#### [Work to do]
**a.** From the piece on relationships with adult children, list the things the writer says she refuses to base any relationship on.
**b.** Render this sentence from the piece on relationships with adult children in Spanish: "Once we are all adults, relationships are mutual."
**c.** Carry on the piece about relationships with adult children, picking up right after its final line.

I printed this out the other day. I also texted it to my husband. It’s an excellent reminder. We have always declared that it was vitally important to both of us to have genuine, authentic relationships with our adult children. I do not care to have any relationships, with anyone, based on fear, obligation or guilt, for the rest of my life. I’ve noticed that the relationships that we take the most for granted are often the ones with whom we are closest to in life. Some parents seem to have this sense of entitlement of “owning” their children, even after their children have long embarked on becoming adults. Some parents seem to think that they are “owed” a relationship with their children, just because they are their parents. But our children didn’t ask to be born. Once we are all adults, relationships are mutual. Would you choose to be close friends with anyone who was described as above? Would you choose to spend a lot of time with someone described as above? Would you want your children to spend a lot of time with the type of person described above? We are always modelling living to our children, even when we are all adults. What are you modelling to them with the relationships that you accept and expect in your own life? If your adult children have the traits described above, you have the right to limit your interactions with them, as well. Adults have the right to choose what kind of relationships, and how much of a relationship that they would like to have with anyone. When you are in mutually loving and respectful relationships, what you choose to do for, and what you choose to do with each other, is done out of choice, and because of honest love and connection. If you are still financially supporting your adult children, ask yourself why? Are you truly giving unconditional gifts, or are you trying to leverage that support with manipulation and control? Healthy relationships with anyone do not require manipulation and control. In fact, utilizing control and manipulation is the sign of unhealthy relationships. This poem by Kahlil Gibran has always been one of my absolute favorites. It speaks ultimate truth:

And a woman who held a babe against her bosom said, Speak to us of Children.

#### [Data excerpts]
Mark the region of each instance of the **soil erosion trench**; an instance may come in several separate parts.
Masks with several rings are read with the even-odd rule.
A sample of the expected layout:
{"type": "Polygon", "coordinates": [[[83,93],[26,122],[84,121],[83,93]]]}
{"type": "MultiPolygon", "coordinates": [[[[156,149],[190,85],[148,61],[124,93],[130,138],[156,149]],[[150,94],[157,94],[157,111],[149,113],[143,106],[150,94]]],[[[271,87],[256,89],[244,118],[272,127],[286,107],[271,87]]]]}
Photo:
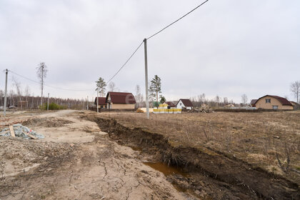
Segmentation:
{"type": "MultiPolygon", "coordinates": [[[[121,144],[139,146],[143,152],[155,155],[161,162],[180,166],[193,176],[209,177],[216,185],[225,186],[233,193],[242,194],[246,199],[300,199],[300,187],[296,183],[214,149],[173,146],[161,134],[141,128],[126,127],[113,119],[94,115],[87,118],[96,122],[102,131],[121,144]]],[[[193,185],[196,181],[195,179],[190,181],[193,185]]]]}

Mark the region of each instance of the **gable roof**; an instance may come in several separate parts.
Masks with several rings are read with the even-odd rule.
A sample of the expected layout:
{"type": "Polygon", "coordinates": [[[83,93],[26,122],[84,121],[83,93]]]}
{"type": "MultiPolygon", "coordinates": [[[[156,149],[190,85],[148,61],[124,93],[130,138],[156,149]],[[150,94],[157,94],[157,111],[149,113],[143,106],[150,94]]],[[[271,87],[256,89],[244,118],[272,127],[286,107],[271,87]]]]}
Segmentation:
{"type": "Polygon", "coordinates": [[[136,104],[136,99],[132,93],[109,91],[106,95],[106,100],[111,97],[111,102],[113,104],[136,104]]]}
{"type": "Polygon", "coordinates": [[[187,106],[187,107],[190,107],[190,106],[193,107],[194,106],[194,105],[191,103],[191,101],[189,99],[180,99],[178,101],[178,102],[176,104],[176,106],[177,106],[178,103],[180,101],[180,100],[181,100],[182,103],[184,105],[184,106],[187,106]]]}
{"type": "Polygon", "coordinates": [[[174,103],[173,103],[172,101],[166,101],[166,104],[168,104],[169,106],[170,106],[171,107],[175,107],[175,104],[174,103]]]}
{"type": "MultiPolygon", "coordinates": [[[[95,105],[97,104],[97,97],[95,98],[95,105]]],[[[106,105],[106,97],[98,97],[98,104],[99,105],[106,105]]]]}
{"type": "Polygon", "coordinates": [[[251,105],[254,105],[255,104],[256,104],[257,100],[259,100],[259,99],[252,99],[252,100],[251,100],[251,103],[250,104],[251,105]]]}
{"type": "MultiPolygon", "coordinates": [[[[281,97],[281,96],[275,96],[275,95],[265,95],[261,98],[259,98],[259,99],[257,99],[257,101],[259,101],[259,99],[266,97],[266,96],[271,96],[273,98],[275,98],[276,99],[277,99],[283,106],[293,106],[291,102],[289,101],[289,100],[287,100],[286,98],[281,97]]],[[[256,102],[257,102],[256,101],[256,102]]]]}

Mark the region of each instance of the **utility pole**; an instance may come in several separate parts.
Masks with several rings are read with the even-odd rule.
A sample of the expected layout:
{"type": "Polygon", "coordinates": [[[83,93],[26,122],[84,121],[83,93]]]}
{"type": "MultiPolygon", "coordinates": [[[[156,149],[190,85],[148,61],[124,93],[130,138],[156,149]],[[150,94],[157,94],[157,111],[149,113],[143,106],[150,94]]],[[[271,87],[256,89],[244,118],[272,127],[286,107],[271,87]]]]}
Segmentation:
{"type": "Polygon", "coordinates": [[[86,110],[89,110],[89,96],[87,96],[87,99],[86,99],[86,110]]]}
{"type": "Polygon", "coordinates": [[[6,114],[6,95],[7,95],[7,74],[9,74],[9,70],[6,69],[5,70],[5,91],[4,91],[4,106],[3,107],[3,115],[5,116],[6,114]]]}
{"type": "Polygon", "coordinates": [[[49,94],[48,93],[47,111],[49,110],[49,94]]]}
{"type": "Polygon", "coordinates": [[[144,39],[144,46],[145,49],[145,85],[146,85],[146,108],[147,113],[147,119],[150,118],[149,115],[149,99],[148,89],[148,61],[147,61],[147,39],[144,39]]]}
{"type": "Polygon", "coordinates": [[[99,108],[98,107],[99,102],[99,99],[98,99],[98,96],[99,96],[99,89],[97,88],[97,112],[99,112],[99,108]]]}
{"type": "Polygon", "coordinates": [[[44,66],[41,66],[41,106],[43,106],[43,86],[44,86],[44,66]]]}

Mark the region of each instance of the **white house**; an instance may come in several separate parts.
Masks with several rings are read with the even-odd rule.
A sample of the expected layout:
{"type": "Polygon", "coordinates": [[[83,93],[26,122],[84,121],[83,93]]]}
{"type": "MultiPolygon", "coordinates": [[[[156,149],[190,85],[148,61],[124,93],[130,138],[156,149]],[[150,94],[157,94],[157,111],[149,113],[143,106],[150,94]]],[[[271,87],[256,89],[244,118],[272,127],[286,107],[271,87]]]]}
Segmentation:
{"type": "Polygon", "coordinates": [[[180,99],[178,101],[177,104],[176,104],[177,109],[186,108],[186,109],[191,110],[194,108],[193,104],[189,99],[180,99]]]}

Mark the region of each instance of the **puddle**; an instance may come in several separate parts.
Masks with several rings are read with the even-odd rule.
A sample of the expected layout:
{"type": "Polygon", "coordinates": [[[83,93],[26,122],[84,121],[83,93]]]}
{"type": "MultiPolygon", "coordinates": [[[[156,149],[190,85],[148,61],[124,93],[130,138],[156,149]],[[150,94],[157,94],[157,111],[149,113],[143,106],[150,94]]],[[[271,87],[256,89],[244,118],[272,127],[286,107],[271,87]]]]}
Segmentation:
{"type": "Polygon", "coordinates": [[[166,164],[163,163],[151,163],[151,162],[144,162],[144,164],[153,168],[157,171],[161,171],[164,174],[164,176],[171,175],[171,174],[180,174],[182,176],[186,177],[186,174],[185,174],[183,170],[179,167],[168,166],[166,164]]]}
{"type": "Polygon", "coordinates": [[[139,147],[139,146],[129,146],[129,147],[130,148],[131,148],[132,149],[132,150],[134,150],[134,151],[141,151],[141,147],[139,147]]]}

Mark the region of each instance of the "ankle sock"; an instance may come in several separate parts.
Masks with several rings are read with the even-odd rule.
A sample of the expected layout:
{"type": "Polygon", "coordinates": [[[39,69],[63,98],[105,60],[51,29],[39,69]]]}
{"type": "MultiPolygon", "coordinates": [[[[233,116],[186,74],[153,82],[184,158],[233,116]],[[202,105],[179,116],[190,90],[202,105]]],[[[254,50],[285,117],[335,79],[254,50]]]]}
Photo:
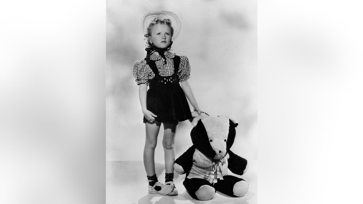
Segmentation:
{"type": "MultiPolygon", "coordinates": [[[[168,181],[173,181],[173,179],[174,178],[174,173],[171,173],[170,174],[165,173],[165,183],[168,181]]],[[[170,185],[170,184],[168,184],[167,185],[170,185]]]]}
{"type": "Polygon", "coordinates": [[[156,177],[156,174],[155,174],[151,176],[146,176],[147,177],[147,180],[149,181],[149,185],[152,186],[155,184],[155,183],[156,183],[158,181],[158,178],[156,177]]]}

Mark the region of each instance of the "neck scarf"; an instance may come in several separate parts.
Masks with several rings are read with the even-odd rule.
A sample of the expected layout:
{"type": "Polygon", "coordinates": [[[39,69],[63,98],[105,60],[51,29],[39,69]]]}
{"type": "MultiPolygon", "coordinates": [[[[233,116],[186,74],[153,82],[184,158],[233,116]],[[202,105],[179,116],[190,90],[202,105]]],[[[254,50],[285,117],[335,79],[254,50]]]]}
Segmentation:
{"type": "Polygon", "coordinates": [[[167,47],[163,49],[160,49],[156,48],[152,44],[149,43],[149,45],[150,47],[149,48],[147,48],[145,49],[145,50],[146,50],[146,58],[148,60],[148,61],[150,60],[150,55],[151,54],[151,52],[153,51],[155,51],[155,52],[159,53],[159,55],[160,55],[160,56],[164,59],[164,64],[166,64],[166,57],[165,57],[165,54],[164,54],[164,53],[170,49],[170,48],[171,47],[171,45],[172,44],[172,41],[169,44],[169,46],[168,46],[167,47]]]}

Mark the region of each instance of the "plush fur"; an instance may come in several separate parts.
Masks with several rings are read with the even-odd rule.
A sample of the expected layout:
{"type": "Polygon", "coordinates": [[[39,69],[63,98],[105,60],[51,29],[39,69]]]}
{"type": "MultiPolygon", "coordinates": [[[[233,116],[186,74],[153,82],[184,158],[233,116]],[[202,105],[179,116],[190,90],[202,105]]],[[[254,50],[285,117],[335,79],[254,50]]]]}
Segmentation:
{"type": "Polygon", "coordinates": [[[242,175],[248,168],[247,160],[230,150],[238,123],[224,116],[209,117],[196,112],[192,116],[193,145],[174,164],[178,174],[186,174],[183,182],[185,189],[192,197],[201,200],[213,198],[216,190],[232,197],[244,196],[248,184],[227,174],[227,169],[242,175]]]}

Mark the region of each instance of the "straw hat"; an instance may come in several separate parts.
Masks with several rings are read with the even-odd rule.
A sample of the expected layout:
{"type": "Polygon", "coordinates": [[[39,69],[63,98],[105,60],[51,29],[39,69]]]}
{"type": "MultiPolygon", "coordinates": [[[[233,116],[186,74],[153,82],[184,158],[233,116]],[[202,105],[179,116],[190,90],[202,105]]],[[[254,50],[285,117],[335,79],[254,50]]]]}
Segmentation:
{"type": "Polygon", "coordinates": [[[153,11],[145,14],[141,20],[141,31],[143,34],[147,33],[147,27],[155,18],[170,19],[171,21],[171,26],[174,29],[174,33],[172,38],[173,40],[176,39],[180,32],[180,22],[176,14],[168,11],[153,11]]]}

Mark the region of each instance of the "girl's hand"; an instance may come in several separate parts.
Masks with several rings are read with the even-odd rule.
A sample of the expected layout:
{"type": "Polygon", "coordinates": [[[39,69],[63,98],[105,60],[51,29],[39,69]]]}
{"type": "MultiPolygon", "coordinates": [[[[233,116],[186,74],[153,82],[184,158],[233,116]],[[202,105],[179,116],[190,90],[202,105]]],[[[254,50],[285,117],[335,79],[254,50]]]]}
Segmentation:
{"type": "Polygon", "coordinates": [[[201,110],[200,110],[200,109],[199,108],[199,107],[198,106],[193,106],[193,108],[194,108],[193,109],[194,109],[194,111],[198,111],[198,115],[200,114],[200,111],[201,111],[201,110]]]}
{"type": "Polygon", "coordinates": [[[146,118],[146,119],[148,121],[151,122],[152,123],[155,121],[155,117],[158,117],[156,115],[152,113],[151,111],[147,110],[143,111],[142,113],[145,116],[145,117],[146,118]]]}

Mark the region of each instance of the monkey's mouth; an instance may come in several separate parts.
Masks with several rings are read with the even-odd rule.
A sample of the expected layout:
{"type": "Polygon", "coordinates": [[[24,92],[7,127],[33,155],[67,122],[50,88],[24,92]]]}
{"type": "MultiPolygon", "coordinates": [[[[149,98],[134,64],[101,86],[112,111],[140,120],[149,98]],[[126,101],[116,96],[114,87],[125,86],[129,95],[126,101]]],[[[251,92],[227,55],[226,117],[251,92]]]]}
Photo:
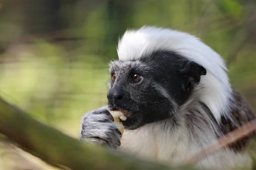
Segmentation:
{"type": "Polygon", "coordinates": [[[112,110],[112,111],[118,111],[120,112],[122,112],[124,116],[126,117],[128,117],[130,116],[132,114],[132,113],[131,111],[128,111],[127,110],[122,109],[121,108],[116,108],[111,110],[112,110]]]}

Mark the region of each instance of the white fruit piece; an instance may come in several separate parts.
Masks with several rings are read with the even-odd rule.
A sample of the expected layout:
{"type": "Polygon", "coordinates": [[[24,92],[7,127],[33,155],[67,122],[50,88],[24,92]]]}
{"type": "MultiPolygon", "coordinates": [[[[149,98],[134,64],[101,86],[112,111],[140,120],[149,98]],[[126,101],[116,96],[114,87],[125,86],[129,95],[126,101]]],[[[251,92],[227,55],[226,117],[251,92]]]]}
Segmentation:
{"type": "Polygon", "coordinates": [[[124,121],[125,121],[127,118],[125,116],[123,113],[120,111],[111,110],[108,110],[108,111],[114,118],[114,122],[122,135],[124,133],[125,128],[122,125],[122,122],[120,122],[119,118],[124,121]]]}

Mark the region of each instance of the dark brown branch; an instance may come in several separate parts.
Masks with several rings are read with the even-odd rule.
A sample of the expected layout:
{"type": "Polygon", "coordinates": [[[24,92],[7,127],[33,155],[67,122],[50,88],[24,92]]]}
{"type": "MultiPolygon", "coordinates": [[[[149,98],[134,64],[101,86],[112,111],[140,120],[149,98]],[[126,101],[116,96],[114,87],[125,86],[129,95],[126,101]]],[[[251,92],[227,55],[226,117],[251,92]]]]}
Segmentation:
{"type": "Polygon", "coordinates": [[[80,170],[188,170],[169,168],[82,142],[32,119],[0,98],[0,133],[51,164],[80,170]]]}
{"type": "Polygon", "coordinates": [[[192,156],[187,161],[188,164],[193,164],[207,156],[228,146],[238,140],[256,131],[256,120],[253,120],[237,129],[219,138],[212,144],[192,156]]]}

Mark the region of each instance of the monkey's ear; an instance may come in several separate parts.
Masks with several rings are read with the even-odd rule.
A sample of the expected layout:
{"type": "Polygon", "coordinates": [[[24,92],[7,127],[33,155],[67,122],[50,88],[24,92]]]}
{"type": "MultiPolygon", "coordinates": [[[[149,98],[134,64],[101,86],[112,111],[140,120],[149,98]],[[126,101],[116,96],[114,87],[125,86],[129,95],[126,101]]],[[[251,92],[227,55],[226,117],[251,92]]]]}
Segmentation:
{"type": "Polygon", "coordinates": [[[193,61],[186,63],[181,72],[185,78],[182,88],[186,92],[192,90],[194,85],[198,85],[200,82],[201,76],[205,75],[207,74],[206,70],[204,67],[193,61]]]}

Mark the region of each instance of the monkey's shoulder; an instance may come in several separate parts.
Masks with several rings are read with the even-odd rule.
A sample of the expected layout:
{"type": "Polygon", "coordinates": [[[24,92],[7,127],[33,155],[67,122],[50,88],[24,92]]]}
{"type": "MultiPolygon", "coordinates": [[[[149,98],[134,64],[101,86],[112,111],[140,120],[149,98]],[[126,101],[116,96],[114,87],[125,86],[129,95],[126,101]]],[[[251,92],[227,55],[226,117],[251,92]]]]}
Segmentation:
{"type": "MultiPolygon", "coordinates": [[[[255,114],[250,107],[243,96],[239,92],[233,88],[234,101],[233,102],[234,107],[231,112],[231,119],[221,117],[221,128],[226,134],[233,131],[243,125],[256,119],[255,114]]],[[[256,135],[253,133],[245,136],[230,146],[230,148],[234,151],[241,152],[250,142],[252,137],[256,135]]]]}

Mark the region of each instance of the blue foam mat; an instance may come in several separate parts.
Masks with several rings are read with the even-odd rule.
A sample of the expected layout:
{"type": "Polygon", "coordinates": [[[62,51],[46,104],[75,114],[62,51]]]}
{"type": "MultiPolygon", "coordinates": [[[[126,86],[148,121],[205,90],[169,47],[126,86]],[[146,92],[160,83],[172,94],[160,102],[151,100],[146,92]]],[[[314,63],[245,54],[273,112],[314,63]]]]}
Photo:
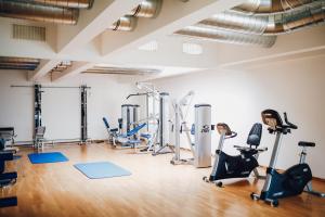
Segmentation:
{"type": "Polygon", "coordinates": [[[103,179],[131,175],[131,173],[127,169],[110,162],[75,164],[74,166],[90,179],[103,179]]]}
{"type": "Polygon", "coordinates": [[[69,161],[61,152],[32,153],[28,154],[31,164],[49,164],[69,161]]]}

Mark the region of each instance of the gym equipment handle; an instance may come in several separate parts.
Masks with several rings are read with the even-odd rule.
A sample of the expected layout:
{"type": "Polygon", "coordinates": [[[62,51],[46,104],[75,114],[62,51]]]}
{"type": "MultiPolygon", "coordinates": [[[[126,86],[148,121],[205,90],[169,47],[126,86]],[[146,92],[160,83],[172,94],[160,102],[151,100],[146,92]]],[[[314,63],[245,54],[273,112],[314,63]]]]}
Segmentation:
{"type": "Polygon", "coordinates": [[[287,113],[285,112],[284,113],[284,117],[285,117],[285,123],[288,125],[288,128],[291,128],[291,129],[298,129],[297,125],[294,125],[292,123],[290,123],[288,120],[288,116],[287,116],[287,113]]]}

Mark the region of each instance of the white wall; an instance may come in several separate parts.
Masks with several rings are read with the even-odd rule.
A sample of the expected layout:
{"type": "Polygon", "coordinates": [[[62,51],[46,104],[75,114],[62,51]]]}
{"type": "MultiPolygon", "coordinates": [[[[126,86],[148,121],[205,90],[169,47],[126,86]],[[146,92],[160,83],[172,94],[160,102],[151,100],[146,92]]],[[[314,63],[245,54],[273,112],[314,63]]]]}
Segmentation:
{"type": "MultiPolygon", "coordinates": [[[[32,85],[26,81],[26,72],[0,71],[0,127],[13,126],[17,141],[30,141],[34,126],[32,88],[11,88],[11,85],[32,85]]],[[[43,86],[91,87],[88,95],[88,135],[91,139],[105,139],[106,131],[102,117],[117,126],[120,105],[126,97],[136,92],[134,84],[118,82],[112,76],[79,75],[72,79],[43,86]]],[[[48,139],[80,138],[80,92],[79,89],[43,89],[42,122],[48,139]]],[[[138,103],[136,98],[128,103],[138,103]]]]}
{"type": "MultiPolygon", "coordinates": [[[[246,71],[219,69],[162,78],[154,80],[154,84],[171,93],[172,98],[181,98],[188,90],[194,90],[194,103],[210,103],[212,123],[227,123],[238,132],[237,138],[225,143],[225,151],[232,154],[236,153],[232,145],[244,144],[252,124],[261,122],[262,110],[287,112],[289,119],[299,128],[285,136],[277,167],[287,168],[298,162],[298,141],[314,141],[316,148],[309,149],[308,161],[314,176],[325,178],[322,167],[325,153],[324,62],[325,56],[320,55],[246,71]]],[[[192,108],[188,123],[193,119],[192,108]]],[[[263,127],[261,145],[268,146],[269,151],[260,156],[260,164],[268,165],[275,138],[263,127]]],[[[219,135],[213,132],[212,150],[216,150],[219,135]]]]}

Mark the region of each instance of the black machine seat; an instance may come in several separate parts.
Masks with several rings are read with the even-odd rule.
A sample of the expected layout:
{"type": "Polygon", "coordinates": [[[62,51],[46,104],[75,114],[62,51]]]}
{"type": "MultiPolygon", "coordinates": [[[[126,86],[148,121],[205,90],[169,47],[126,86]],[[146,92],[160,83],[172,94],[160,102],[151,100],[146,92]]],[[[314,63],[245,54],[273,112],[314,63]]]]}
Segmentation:
{"type": "Polygon", "coordinates": [[[222,135],[222,133],[224,133],[225,136],[231,136],[232,135],[232,130],[230,129],[230,127],[225,123],[218,123],[217,124],[217,129],[218,129],[218,132],[220,135],[222,135]]]}
{"type": "Polygon", "coordinates": [[[284,113],[285,124],[283,123],[281,115],[274,110],[264,110],[261,115],[263,123],[269,126],[268,130],[270,133],[275,131],[288,133],[290,132],[290,129],[298,129],[296,125],[288,122],[287,113],[284,113]]]}
{"type": "Polygon", "coordinates": [[[118,128],[113,128],[113,129],[109,129],[110,132],[117,132],[118,131],[118,128]]]}
{"type": "Polygon", "coordinates": [[[268,149],[258,149],[260,145],[262,138],[262,125],[260,123],[256,123],[252,125],[249,135],[247,137],[247,144],[249,146],[239,146],[239,145],[234,145],[240,154],[244,155],[256,155],[259,152],[266,151],[268,149]]]}
{"type": "Polygon", "coordinates": [[[306,141],[300,141],[298,142],[299,146],[316,146],[314,142],[306,142],[306,141]]]}
{"type": "Polygon", "coordinates": [[[262,138],[262,124],[260,123],[255,123],[249,131],[249,135],[247,137],[246,143],[249,144],[250,146],[258,146],[260,145],[262,138]]]}

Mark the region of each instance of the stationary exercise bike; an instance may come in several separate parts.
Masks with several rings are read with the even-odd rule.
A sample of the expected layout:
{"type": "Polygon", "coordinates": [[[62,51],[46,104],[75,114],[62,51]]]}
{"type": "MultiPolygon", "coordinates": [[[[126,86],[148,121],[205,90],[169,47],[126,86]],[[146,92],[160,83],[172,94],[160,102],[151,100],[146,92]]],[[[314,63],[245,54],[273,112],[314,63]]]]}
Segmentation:
{"type": "Polygon", "coordinates": [[[313,142],[298,143],[302,146],[300,153],[300,162],[297,165],[291,166],[283,174],[275,170],[275,163],[281,146],[281,140],[283,135],[291,132],[291,129],[298,127],[288,122],[287,114],[284,113],[285,124],[283,123],[280,114],[274,110],[265,110],[262,112],[262,119],[265,125],[269,126],[270,133],[276,133],[276,139],[271,156],[270,165],[266,169],[266,180],[260,195],[251,193],[252,200],[263,200],[270,203],[272,206],[278,205],[278,199],[294,196],[302,193],[303,191],[324,197],[325,194],[312,190],[312,171],[308,164],[306,164],[306,155],[308,146],[315,146],[313,142]]]}
{"type": "MultiPolygon", "coordinates": [[[[262,136],[262,125],[256,123],[248,135],[247,144],[249,146],[238,146],[234,145],[240,154],[236,156],[227,155],[222,151],[223,143],[226,139],[231,139],[237,136],[236,132],[232,131],[230,127],[222,123],[217,125],[218,132],[220,133],[219,146],[216,151],[216,161],[213,164],[213,169],[210,177],[204,177],[203,179],[207,182],[216,182],[222,179],[230,178],[247,178],[255,173],[256,178],[263,178],[259,175],[257,167],[258,156],[261,152],[268,149],[258,149],[261,136],[262,136]]],[[[222,187],[222,181],[216,182],[216,186],[222,187]]]]}

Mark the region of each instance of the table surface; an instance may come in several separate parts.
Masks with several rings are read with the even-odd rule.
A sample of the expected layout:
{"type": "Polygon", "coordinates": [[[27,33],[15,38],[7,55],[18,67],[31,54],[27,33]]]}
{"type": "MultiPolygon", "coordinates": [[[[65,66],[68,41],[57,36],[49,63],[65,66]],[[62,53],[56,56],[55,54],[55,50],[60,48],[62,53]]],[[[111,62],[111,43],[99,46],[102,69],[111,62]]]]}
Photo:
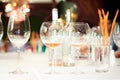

#### [Results for the exercise]
**a.** fear, obligation, guilt

**b.** Una vez que todos somos adultos, las relaciones son mutuas.

**c.**
     And he said:
     Your children are not your children.
     They are the sons and daughters of Life’s longing for itself.
     They come through you but not from you,
     And though they are with you yet they belong not to you.

     You may give them your love but not your thoughts,
     For they have their own thoughts.
     You may house their bodies but not their souls,
     For their souls dwell in the house of tomorrow, which you cannot visit, not even in your dreams.
     You may strive to be like them, but seek not to make them like you.
     For life goes not backward nor tarries with yesterday.
     You are the bows from which your children as living arrows are sent forth.
     The archer sees the mark upon the path of the infinite, and He bends you with His might that His arrows may go swift and far.
     Let your bending in the archer’s hand be for gladness;
     For even as He loves the arrow that flies, so He loves also the bow that is stable.

Are you passing on love or are you passing on pain? Heal your pain and pass on love.

Here is the question of the day from 3000 Questions About Me:

995. What are you hypocritical about?

Confession

A friend recently confessed that lately she feels like she doesn’t want to be a parent anymore. It was over a text, but I imagine if “the confession” had been in person, she would have sat tentatively, her eyes darting around the room to see if we, her friends who are also parents, would be looking down at her with glaring supreme judgment, even worse than what she was doing to herself.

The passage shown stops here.